> Exercise details:
Starting at the beginning of the material and stopping after the line that contains "81 87 L 104", render it as a two-column CSV headed input,output, with one row for each text and the answer after it. Put each value in a single quoted field with line breaks turned into spaces, and leave the pictures out.
++++ Working data ++++
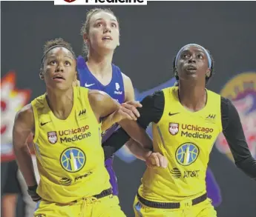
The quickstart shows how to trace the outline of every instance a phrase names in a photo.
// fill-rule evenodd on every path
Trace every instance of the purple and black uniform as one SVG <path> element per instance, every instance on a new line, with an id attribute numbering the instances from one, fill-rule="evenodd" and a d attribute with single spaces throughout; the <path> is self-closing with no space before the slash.
<path id="1" fill-rule="evenodd" d="M 79 56 L 76 60 L 81 87 L 104 91 L 120 104 L 125 101 L 125 87 L 122 73 L 118 67 L 112 64 L 112 79 L 108 84 L 105 86 L 90 72 L 82 56 Z M 102 135 L 102 142 L 111 136 L 117 127 L 118 125 L 115 124 L 105 132 Z M 105 161 L 105 164 L 111 177 L 110 182 L 113 189 L 113 195 L 116 196 L 118 195 L 118 186 L 116 176 L 113 169 L 113 160 L 114 155 Z"/>

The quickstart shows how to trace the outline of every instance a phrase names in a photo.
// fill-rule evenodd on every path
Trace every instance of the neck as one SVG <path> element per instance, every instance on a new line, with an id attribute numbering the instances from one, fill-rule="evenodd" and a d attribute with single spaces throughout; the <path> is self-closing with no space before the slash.
<path id="1" fill-rule="evenodd" d="M 207 96 L 205 84 L 198 85 L 183 81 L 179 84 L 179 98 L 180 103 L 192 111 L 203 109 L 206 104 Z"/>
<path id="2" fill-rule="evenodd" d="M 90 71 L 94 75 L 103 76 L 112 72 L 112 59 L 114 51 L 108 53 L 99 54 L 95 50 L 89 52 L 87 65 Z"/>
<path id="3" fill-rule="evenodd" d="M 73 87 L 65 91 L 53 91 L 47 88 L 46 99 L 54 116 L 59 119 L 66 119 L 73 107 Z"/>

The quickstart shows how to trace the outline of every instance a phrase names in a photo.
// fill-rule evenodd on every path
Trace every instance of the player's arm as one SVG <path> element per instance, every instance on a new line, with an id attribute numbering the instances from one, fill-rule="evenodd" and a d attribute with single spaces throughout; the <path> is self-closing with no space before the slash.
<path id="1" fill-rule="evenodd" d="M 236 166 L 256 180 L 256 160 L 248 147 L 239 114 L 227 99 L 221 98 L 223 133 L 228 141 Z"/>
<path id="2" fill-rule="evenodd" d="M 33 161 L 27 146 L 31 133 L 34 132 L 34 117 L 31 104 L 27 104 L 19 111 L 15 117 L 13 129 L 13 145 L 16 161 L 22 176 L 27 183 L 33 201 L 40 199 L 36 194 L 36 179 Z"/>
<path id="3" fill-rule="evenodd" d="M 123 118 L 137 120 L 140 116 L 137 107 L 141 104 L 137 101 L 120 105 L 105 92 L 94 90 L 89 90 L 89 101 L 97 120 L 100 121 L 102 118 L 105 118 L 102 124 L 102 130 L 108 130 Z"/>
<path id="4" fill-rule="evenodd" d="M 135 96 L 134 96 L 134 88 L 132 84 L 131 79 L 125 75 L 124 73 L 122 73 L 122 80 L 124 82 L 124 87 L 125 87 L 125 101 L 131 101 L 134 100 Z M 131 153 L 134 155 L 137 158 L 140 158 L 141 160 L 143 160 L 144 158 L 141 158 L 141 156 L 147 156 L 150 154 L 148 153 L 148 150 L 151 150 L 152 147 L 152 141 L 150 137 L 147 134 L 147 137 L 148 138 L 148 142 L 145 143 L 145 147 L 142 147 L 142 144 L 134 141 L 133 138 L 130 138 L 129 141 L 128 141 L 125 145 L 129 149 Z"/>
<path id="5" fill-rule="evenodd" d="M 147 161 L 148 157 L 152 158 L 158 158 L 160 161 L 165 161 L 160 153 L 153 153 L 148 149 L 152 149 L 151 140 L 145 132 L 145 129 L 151 122 L 157 123 L 163 113 L 165 99 L 163 91 L 157 91 L 153 95 L 148 96 L 141 102 L 142 107 L 138 108 L 140 116 L 137 121 L 122 120 L 119 122 L 122 128 L 114 133 L 111 136 L 105 141 L 102 145 L 105 147 L 105 158 L 109 157 L 122 146 L 127 142 L 131 137 L 135 141 L 142 145 L 146 150 L 142 156 L 135 155 L 137 158 Z M 149 144 L 149 145 L 148 145 Z M 157 161 L 157 159 L 156 159 Z M 161 165 L 165 166 L 167 161 L 163 162 Z M 158 166 L 158 163 L 156 162 Z"/>

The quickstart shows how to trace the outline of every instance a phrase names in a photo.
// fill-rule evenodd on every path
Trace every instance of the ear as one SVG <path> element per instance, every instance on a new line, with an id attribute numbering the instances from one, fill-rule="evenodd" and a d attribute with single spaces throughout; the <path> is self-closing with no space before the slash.
<path id="1" fill-rule="evenodd" d="M 42 69 L 40 69 L 39 77 L 41 80 L 45 80 L 45 75 Z"/>
<path id="2" fill-rule="evenodd" d="M 174 76 L 178 76 L 178 72 L 177 71 L 177 67 L 174 68 Z"/>
<path id="3" fill-rule="evenodd" d="M 207 78 L 209 78 L 211 76 L 211 70 L 208 70 L 206 74 Z"/>
<path id="4" fill-rule="evenodd" d="M 89 40 L 88 35 L 87 33 L 85 33 L 82 36 L 82 39 L 84 39 L 84 42 L 85 42 L 85 43 L 88 42 Z"/>

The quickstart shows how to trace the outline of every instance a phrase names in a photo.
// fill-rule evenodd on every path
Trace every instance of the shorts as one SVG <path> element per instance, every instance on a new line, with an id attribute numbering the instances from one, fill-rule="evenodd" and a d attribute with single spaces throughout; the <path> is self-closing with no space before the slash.
<path id="1" fill-rule="evenodd" d="M 39 201 L 34 217 L 125 217 L 117 196 L 85 198 L 66 204 Z"/>
<path id="2" fill-rule="evenodd" d="M 136 196 L 134 210 L 135 217 L 217 217 L 217 213 L 209 198 L 194 206 L 190 199 L 181 201 L 179 209 L 160 209 L 142 204 Z"/>
<path id="3" fill-rule="evenodd" d="M 21 193 L 16 161 L 1 162 L 1 196 Z"/>

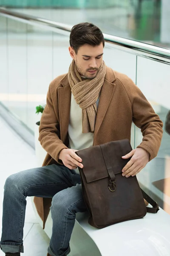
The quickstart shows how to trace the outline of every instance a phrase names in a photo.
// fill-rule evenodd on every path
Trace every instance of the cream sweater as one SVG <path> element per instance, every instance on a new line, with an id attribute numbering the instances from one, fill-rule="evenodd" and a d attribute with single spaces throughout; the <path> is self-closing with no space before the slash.
<path id="1" fill-rule="evenodd" d="M 97 107 L 99 102 L 99 98 L 96 102 Z M 69 141 L 68 147 L 70 148 L 81 150 L 93 145 L 94 134 L 92 132 L 82 133 L 82 110 L 76 103 L 72 93 L 68 132 Z M 78 168 L 76 171 L 79 172 Z"/>

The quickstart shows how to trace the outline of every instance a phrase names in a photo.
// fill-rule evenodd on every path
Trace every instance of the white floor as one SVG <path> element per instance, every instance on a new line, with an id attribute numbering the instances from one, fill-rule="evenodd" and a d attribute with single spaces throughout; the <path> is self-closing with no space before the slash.
<path id="1" fill-rule="evenodd" d="M 35 152 L 0 116 L 0 230 L 3 186 L 6 178 L 20 171 L 36 167 Z M 1 233 L 1 232 L 0 232 Z M 0 234 L 1 236 L 1 234 Z M 36 220 L 30 198 L 27 198 L 24 228 L 24 256 L 46 256 L 50 239 Z M 0 250 L 0 256 L 4 253 Z"/>

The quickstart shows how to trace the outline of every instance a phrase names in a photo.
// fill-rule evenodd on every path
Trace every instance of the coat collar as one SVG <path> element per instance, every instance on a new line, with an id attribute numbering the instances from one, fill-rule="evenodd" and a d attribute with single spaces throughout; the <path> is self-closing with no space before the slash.
<path id="1" fill-rule="evenodd" d="M 98 131 L 112 98 L 115 88 L 115 84 L 113 83 L 116 80 L 116 77 L 114 71 L 111 68 L 106 67 L 106 76 L 102 87 L 97 111 L 94 133 L 94 145 L 95 145 Z M 68 131 L 71 96 L 71 88 L 67 74 L 61 80 L 61 84 L 62 87 L 58 89 L 60 120 L 60 136 L 62 140 L 65 141 Z"/>

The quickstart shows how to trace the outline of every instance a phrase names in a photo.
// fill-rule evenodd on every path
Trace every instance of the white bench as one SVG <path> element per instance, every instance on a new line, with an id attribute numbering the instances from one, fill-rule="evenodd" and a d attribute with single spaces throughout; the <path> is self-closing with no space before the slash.
<path id="1" fill-rule="evenodd" d="M 33 207 L 41 226 L 32 198 Z M 70 256 L 170 256 L 170 215 L 162 209 L 142 219 L 98 229 L 88 223 L 86 214 L 77 214 L 70 241 Z M 45 231 L 51 236 L 52 219 Z"/>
++++
> Output below:
input,output
"The quickstart shows how to trace the outline of every instance a phrase names in a photo. // fill-rule evenodd on every path Trace every instance of the purple and black uniform as one SVG <path> element per instance, every instance on a new line, with an id attribute numbering the instances from one, fill-rule=""evenodd"" and a d attribute with single spaces throughout; the <path> is self-closing with no space before the slash.","<path id=""1"" fill-rule=""evenodd"" d=""M 79 56 L 76 60 L 81 87 L 104 91 L 120 104 L 125 101 L 125 87 L 122 73 L 118 67 L 112 64 L 112 79 L 108 84 L 105 86 L 90 72 L 82 56 Z M 102 135 L 102 142 L 111 136 L 117 127 L 118 125 L 115 124 L 105 132 Z M 105 161 L 105 164 L 111 177 L 110 182 L 113 189 L 113 195 L 116 196 L 118 195 L 118 186 L 116 176 L 113 169 L 113 160 L 114 155 Z""/>"